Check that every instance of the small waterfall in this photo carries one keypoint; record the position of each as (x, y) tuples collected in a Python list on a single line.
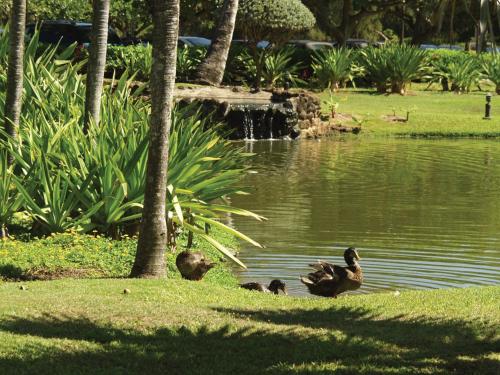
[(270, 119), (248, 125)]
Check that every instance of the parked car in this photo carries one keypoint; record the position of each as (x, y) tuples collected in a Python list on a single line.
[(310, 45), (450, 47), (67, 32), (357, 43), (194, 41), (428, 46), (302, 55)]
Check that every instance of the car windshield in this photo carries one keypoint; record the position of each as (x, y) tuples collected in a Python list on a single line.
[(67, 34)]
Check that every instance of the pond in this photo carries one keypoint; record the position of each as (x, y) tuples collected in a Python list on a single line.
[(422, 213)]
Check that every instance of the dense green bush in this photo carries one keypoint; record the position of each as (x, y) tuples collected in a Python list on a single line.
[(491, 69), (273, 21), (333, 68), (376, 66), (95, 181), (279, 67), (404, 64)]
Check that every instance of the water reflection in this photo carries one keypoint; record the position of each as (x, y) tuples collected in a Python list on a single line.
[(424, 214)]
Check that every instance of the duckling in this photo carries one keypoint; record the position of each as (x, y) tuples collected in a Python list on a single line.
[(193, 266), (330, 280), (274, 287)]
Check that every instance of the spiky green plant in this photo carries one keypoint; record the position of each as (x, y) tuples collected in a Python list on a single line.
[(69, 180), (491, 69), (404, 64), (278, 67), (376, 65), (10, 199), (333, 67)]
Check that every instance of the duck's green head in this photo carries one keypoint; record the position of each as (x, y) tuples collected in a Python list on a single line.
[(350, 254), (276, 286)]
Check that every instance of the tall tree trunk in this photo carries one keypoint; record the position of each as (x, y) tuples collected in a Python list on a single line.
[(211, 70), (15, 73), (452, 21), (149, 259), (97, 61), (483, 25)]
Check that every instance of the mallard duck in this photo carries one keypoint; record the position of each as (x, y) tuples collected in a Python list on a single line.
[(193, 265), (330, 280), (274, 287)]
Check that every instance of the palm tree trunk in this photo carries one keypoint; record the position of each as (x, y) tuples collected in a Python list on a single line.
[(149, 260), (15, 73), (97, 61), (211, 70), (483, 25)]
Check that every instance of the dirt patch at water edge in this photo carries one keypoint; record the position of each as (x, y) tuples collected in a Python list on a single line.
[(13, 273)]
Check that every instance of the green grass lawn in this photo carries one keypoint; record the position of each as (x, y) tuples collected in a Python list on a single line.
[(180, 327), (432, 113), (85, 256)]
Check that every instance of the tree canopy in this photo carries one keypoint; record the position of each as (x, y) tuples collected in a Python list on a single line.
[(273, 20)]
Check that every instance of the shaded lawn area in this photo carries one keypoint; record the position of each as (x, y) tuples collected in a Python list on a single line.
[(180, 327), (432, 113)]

--

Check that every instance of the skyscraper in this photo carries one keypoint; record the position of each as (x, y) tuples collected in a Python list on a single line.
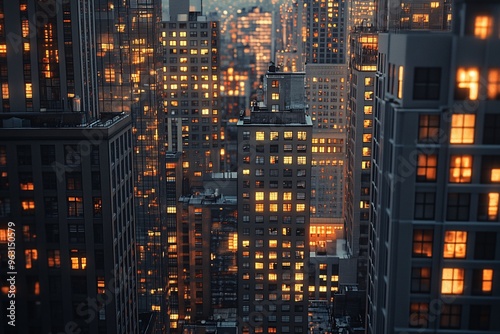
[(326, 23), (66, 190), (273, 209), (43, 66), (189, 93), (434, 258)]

* * *

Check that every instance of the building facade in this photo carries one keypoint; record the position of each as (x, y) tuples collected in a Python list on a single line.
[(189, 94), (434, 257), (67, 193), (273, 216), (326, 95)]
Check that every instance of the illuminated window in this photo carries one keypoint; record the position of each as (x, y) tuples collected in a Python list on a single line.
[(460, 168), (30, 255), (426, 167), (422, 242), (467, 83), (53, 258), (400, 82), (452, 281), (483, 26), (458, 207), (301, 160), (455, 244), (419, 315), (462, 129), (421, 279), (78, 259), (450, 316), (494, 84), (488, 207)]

WRITTEN INSTRUCTION
Render the rows from the line containing "Check that every instance of the duckling" through the line containing "[(193, 266), (330, 280), (274, 287)]" as a two-column CSV with the headers instruction and answer. Give one line for each row, with each value in a single quoted field and any line breaks replaced by spaces.

SOLVED EXERCISE
instruction,answer
"Check that every instance of the duckling in this photo carries one keypoint; record the position of each as (x, y) tuples collected in a Python list on a single line.","[(193, 266), (330, 280), (274, 287)]"